* **What is asked**: Print each line of the listing once more, precisely as given.

* **Records to process**:
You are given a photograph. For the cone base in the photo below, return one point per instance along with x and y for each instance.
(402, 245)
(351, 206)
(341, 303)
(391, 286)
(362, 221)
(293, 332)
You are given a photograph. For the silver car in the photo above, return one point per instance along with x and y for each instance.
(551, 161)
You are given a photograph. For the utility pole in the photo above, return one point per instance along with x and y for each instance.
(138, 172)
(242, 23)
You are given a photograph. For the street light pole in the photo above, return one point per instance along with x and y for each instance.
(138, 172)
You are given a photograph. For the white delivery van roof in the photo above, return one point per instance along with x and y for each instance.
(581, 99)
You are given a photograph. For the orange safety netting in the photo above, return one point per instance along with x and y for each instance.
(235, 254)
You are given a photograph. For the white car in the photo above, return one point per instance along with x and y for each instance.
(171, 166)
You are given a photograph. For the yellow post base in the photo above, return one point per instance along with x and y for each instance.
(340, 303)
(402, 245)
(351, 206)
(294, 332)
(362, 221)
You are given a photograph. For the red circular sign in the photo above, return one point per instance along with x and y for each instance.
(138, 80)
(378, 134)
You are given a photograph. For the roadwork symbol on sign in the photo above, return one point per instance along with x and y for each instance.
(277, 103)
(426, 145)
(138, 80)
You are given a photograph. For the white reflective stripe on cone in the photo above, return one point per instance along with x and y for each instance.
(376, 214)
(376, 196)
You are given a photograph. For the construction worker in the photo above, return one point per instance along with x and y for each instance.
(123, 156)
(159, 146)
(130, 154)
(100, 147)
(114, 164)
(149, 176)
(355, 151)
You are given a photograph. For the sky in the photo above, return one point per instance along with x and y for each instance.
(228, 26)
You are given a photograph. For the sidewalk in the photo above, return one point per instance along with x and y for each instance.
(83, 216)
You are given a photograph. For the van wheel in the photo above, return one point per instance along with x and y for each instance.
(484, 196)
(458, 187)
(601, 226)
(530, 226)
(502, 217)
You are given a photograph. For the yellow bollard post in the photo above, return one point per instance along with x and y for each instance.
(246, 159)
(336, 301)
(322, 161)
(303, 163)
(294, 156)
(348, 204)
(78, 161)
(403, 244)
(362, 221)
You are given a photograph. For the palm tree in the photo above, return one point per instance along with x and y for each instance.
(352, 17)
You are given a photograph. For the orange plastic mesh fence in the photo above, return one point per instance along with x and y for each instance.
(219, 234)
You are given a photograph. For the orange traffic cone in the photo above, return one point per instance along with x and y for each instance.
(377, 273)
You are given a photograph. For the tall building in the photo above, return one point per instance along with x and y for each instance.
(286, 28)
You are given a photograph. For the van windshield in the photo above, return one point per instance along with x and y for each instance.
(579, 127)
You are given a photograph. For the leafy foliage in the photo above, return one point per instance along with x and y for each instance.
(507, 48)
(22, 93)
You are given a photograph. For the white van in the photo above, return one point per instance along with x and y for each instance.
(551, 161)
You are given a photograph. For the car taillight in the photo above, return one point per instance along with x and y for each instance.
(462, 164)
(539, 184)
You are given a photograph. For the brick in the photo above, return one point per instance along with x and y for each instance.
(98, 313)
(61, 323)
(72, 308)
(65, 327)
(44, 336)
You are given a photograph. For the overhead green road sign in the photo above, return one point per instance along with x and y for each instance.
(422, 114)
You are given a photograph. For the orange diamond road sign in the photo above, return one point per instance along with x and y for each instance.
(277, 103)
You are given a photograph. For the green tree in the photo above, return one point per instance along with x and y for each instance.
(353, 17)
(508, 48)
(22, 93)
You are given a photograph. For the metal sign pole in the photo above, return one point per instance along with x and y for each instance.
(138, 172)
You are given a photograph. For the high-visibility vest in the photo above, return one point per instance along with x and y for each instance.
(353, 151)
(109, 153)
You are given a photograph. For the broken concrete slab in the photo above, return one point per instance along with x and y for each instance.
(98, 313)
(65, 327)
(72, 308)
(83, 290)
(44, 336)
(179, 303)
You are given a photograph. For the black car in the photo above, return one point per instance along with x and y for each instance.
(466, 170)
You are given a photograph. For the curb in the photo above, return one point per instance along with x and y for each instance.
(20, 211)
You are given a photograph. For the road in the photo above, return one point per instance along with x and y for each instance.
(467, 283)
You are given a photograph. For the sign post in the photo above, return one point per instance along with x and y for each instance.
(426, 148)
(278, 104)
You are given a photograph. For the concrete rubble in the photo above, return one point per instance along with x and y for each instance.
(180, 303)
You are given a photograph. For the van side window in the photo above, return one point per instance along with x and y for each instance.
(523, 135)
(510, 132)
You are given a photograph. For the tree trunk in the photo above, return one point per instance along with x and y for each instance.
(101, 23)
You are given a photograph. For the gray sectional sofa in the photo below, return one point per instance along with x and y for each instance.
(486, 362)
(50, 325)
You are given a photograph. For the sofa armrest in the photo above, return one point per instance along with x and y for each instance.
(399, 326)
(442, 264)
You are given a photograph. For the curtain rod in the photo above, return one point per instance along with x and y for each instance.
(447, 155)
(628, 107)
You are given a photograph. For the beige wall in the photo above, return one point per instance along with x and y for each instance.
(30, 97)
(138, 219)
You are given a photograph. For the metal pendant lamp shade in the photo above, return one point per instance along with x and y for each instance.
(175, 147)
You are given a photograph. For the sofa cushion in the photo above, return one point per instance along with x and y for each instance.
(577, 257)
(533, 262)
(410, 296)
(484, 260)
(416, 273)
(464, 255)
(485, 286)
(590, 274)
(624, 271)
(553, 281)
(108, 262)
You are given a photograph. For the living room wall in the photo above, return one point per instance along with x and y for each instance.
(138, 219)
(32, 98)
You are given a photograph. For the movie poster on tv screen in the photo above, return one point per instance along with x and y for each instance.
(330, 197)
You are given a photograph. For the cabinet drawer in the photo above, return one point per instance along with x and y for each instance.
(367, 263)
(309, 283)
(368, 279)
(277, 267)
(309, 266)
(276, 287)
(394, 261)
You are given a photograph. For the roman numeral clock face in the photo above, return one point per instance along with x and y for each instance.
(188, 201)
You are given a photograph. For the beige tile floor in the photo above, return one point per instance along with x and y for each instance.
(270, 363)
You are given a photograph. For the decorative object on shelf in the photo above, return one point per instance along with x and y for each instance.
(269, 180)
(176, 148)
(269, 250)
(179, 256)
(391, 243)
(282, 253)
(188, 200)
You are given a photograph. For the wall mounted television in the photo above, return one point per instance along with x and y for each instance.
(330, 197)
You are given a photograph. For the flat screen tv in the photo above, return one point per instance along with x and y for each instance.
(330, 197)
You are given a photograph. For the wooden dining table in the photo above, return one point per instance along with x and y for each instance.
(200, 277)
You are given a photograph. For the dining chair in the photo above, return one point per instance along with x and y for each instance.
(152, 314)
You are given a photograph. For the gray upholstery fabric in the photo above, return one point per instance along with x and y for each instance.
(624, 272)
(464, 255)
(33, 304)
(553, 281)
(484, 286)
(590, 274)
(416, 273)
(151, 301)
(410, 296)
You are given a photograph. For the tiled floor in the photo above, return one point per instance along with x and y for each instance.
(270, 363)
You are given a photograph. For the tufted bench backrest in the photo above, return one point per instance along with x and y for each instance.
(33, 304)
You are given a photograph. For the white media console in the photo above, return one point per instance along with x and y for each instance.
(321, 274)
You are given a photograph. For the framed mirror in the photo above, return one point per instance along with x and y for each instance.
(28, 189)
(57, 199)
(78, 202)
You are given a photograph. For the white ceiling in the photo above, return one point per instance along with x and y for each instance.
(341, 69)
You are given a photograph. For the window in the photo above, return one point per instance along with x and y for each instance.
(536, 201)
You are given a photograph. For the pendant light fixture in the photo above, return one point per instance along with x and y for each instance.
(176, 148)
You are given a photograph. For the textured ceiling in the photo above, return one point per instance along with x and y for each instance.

* **The output**:
You are given a photograph. For the cone base in the photo below, return one point per instance along with x and y for each instance.
(402, 245)
(351, 206)
(341, 303)
(391, 286)
(362, 221)
(293, 332)
You are given a photograph. For the silver car in the photo above, return one point per instance along with x and y for each instance.
(551, 161)
You are given a photograph. For the utility pole in the photo above, return one point per instance along with x and y for each instance.
(138, 172)
(242, 23)
You are given a photograph. For the street light pole in the photo above, return one point per instance along with x and y for each instance.
(138, 172)
You are given a photograph. For the white delivery van roof in the photo above, return one point per instance along with x and y for each instance.
(581, 99)
You are given a photograph. For the orange safety netting in the photo above, return one point per instance along with x and y for each instance.
(235, 254)
You are given a photograph. For the white car in the photo above, return one point per instance along with x and y for each instance.
(171, 166)
You are given a photograph. For the yellow post base in the photo above, return one point per instance along with x and y for each instance.
(340, 303)
(402, 245)
(351, 206)
(294, 332)
(362, 221)
You are given a photograph. For the red circular sign in the photo above, return one point per instance along with x and y for each instance.
(138, 80)
(378, 134)
You are given a photograph. For the roadwork symbol on sign in the photo above, return one point per instance along with x and y for each instance.
(277, 103)
(426, 145)
(138, 80)
You are given a photograph. For the white reflective stripe on cone in the photo above, return one point per instance along with x and y for each instance.
(376, 214)
(376, 196)
You are given a photograph. For the construction worker in the photo above, return one point per instance along with x and y for each instance.
(123, 156)
(159, 146)
(130, 154)
(100, 147)
(114, 164)
(149, 176)
(355, 151)
You are given a photograph. For the sky in the photo above, return one point per instance along with x and y for each instance.
(228, 26)
You are given a photograph. For the sidewalk in the photo above, return one point per instance along with x and y for each instance.
(83, 216)
You are given a photograph. For the van wheel in the photo above, return one point per instance along with x and y for each instance.
(484, 196)
(458, 187)
(601, 226)
(530, 226)
(502, 217)
You are given a photograph. For the yellow bollard post in the photo above, return one point per instance along with x and y for each instance.
(246, 159)
(336, 301)
(322, 161)
(303, 163)
(294, 156)
(348, 204)
(78, 161)
(403, 244)
(362, 221)
You are given a photograph. For the palm tree in the photo above, return one point per instance along with x and y for each instance.
(352, 17)
You are given a photograph. For the orange plastic mesh fence in the photo above, return one point per instance along with x and y for each instance.
(219, 234)
You are given a photograph. For the orange traffic cone in the photo above, return one point per instance along with x and y for each instance.
(377, 273)
You are given a photograph. For the tall building in the photo above, return one point per instance along with x and y for each instance.
(286, 28)
You are given a photograph. For the van windshield in the photo above, return one point per instance along with x and y for each instance.
(579, 127)
You are given a photograph. For the leafy foliage in the photo above, return one point per instance along with x and y for each instance.
(507, 48)
(22, 93)
You are given a photograph. For the white van in the photo above, return one point per instance along with x and y for each instance.
(551, 161)
You are given a photograph. For the car taillight in the photo above, return one point per instance along with x and y for each instance.
(462, 164)
(539, 184)
You are given a photograph. For the brick in the photo above, return one point per instance along with x and y for each instance.
(98, 313)
(61, 323)
(72, 308)
(65, 327)
(44, 336)
You are given a photograph. For the overhead green road sign in the photo above, return one point per instance along with x and y for each instance.
(422, 114)
You are given a photograph. For the orange diamond road sign in the photo above, return one point per instance along with x and y for each instance.
(277, 103)
You are given a photograph. For the green tree in the photo above, return one point per instance along with x and y for each instance.
(353, 17)
(508, 48)
(22, 93)
You are given a photograph. For the metal sign pole in the photo above, return one point per instance along with x and y for each instance.
(138, 172)
You are given a photograph. For the high-visibility vest in the photo above, return one point per instance along with x and y for each instance.
(353, 151)
(109, 153)
You are given a photograph. For the broken concrete slab in the photo above, return one point per instance along with x and y for each instance.
(98, 313)
(65, 327)
(72, 308)
(83, 290)
(44, 336)
(179, 303)
You are given a photograph. For the black car in the photo above, return one point per instance along with x and y for each instance.
(466, 170)
You are given a photograph. For the curb in the photo above, return one point per instance along with x and y for each instance.
(20, 211)
You are given a photograph. For the road in the photo above, return one point per instance along with x and y for each instance.
(467, 283)
You are given a photograph. For the sign post in the photo above, return one point per instance along with x and y for each instance.
(426, 148)
(278, 104)
You are given a photograph. For the concrete rubble in the photo above, return one point per instance along with x and y for each instance.
(180, 303)
You are given a photograph. For the van side window in the photo above, return one point per instance along with x and y for each instance.
(523, 135)
(510, 132)
You are given a photograph. For the tree trunk in the photo above, return one point per instance along with x and y for each instance.
(101, 23)
You are given a photograph. For the gray sectional sofa in the photo below, return one point per instance along with x and y for each instance.
(486, 362)
(50, 325)
You are given a photograph. For the sofa armrest in the photo above, return one point per instance along with x and y for each instance.
(399, 326)
(442, 264)
You are given a photograph. For the curtain rod in the photo above, return one point per instance along with x and y for each instance.
(447, 155)
(628, 107)
You are given a photograph. For the beige wall in the photo above, return one point per instance along with x and y for each instance.
(30, 97)
(138, 219)
You are given a photograph. For the metal pendant lamp shade in the photo above, return one point per instance along with x and y for each instance.
(175, 147)
You are given a photograph. For the sofa cushion in the photo above, return one point per instance along with x and y for each instance.
(577, 257)
(533, 262)
(410, 296)
(484, 260)
(416, 273)
(464, 255)
(485, 286)
(590, 274)
(624, 271)
(553, 281)
(108, 262)
You are given a photograph. For the living room wall in the photo above, return one point per instance along with x and y for each instance.
(138, 219)
(32, 98)
You are given a photograph. For the movie poster on tv screen in the photo above, return one point per instance along with x and y for each instance.
(330, 197)
You are given a photograph. For the cabinet drawer in the photo above, return one point per instance along with x and y for each instance.
(367, 263)
(309, 283)
(368, 279)
(277, 267)
(309, 266)
(276, 287)
(394, 261)
You are given a photograph. For the roman numeral clock face in the photo above, return one point per instance along with x and y for each instance.
(188, 201)
You are given a photograph. For the beige tile floor in the photo above, return one point per instance along with x and y for each instance.
(270, 363)
You are given a photograph. For the decorative object on shelf in the photo above, return one point per instance along with x and y for each instance.
(269, 180)
(176, 148)
(269, 250)
(179, 256)
(391, 243)
(282, 253)
(188, 200)
You are given a photograph. For the wall mounted television in the photo above, return one point per instance along with x and y for each instance.
(330, 197)
You are given a photograph. For the flat screen tv in the photo above, return one point per instance along with x and y for each instance.
(330, 197)
You are given a photograph. For the wooden dining table in the photo above, return one point per instance along with x and y for each instance.
(200, 277)
You are given a photograph. For the dining chair in the photo above, return one point per instance along with x and y for each instance.
(152, 314)
You are given a photograph. For the gray upholstery fabric in the photo above, return one point per instance along with x and y for each instance.
(624, 272)
(464, 255)
(33, 304)
(553, 281)
(484, 286)
(590, 274)
(416, 273)
(151, 301)
(410, 296)
You are given a photograph. For the tiled floor in the photo above, return one point per instance along with x and y for each instance.
(270, 363)
You are given a photograph. For the tufted bench backrest in the photo above, return one point per instance along with x and y for each instance.
(33, 304)
You are given a photograph. For the white media console in the photo above, return one point per instance along with x and y for each instance.
(321, 274)
You are given a photograph. For the framed mirror in the photo above, return one point per instance along with x and y for each instance.
(28, 189)
(57, 199)
(78, 202)
You are given a photograph. For the white ceiling in the photo above, return one point per instance along with x and y for each instance.
(341, 69)
You are given a photograph. For the window in the photo above, return one point per instance along with x and y for each instance.
(536, 201)
You are given a photograph. For the pendant light fixture in the photo above, return one point per instance along with x and y for each instance.
(176, 148)
You are given a photograph. For the textured ceiling in the photo above, return one point per instance along with x and y for each instance.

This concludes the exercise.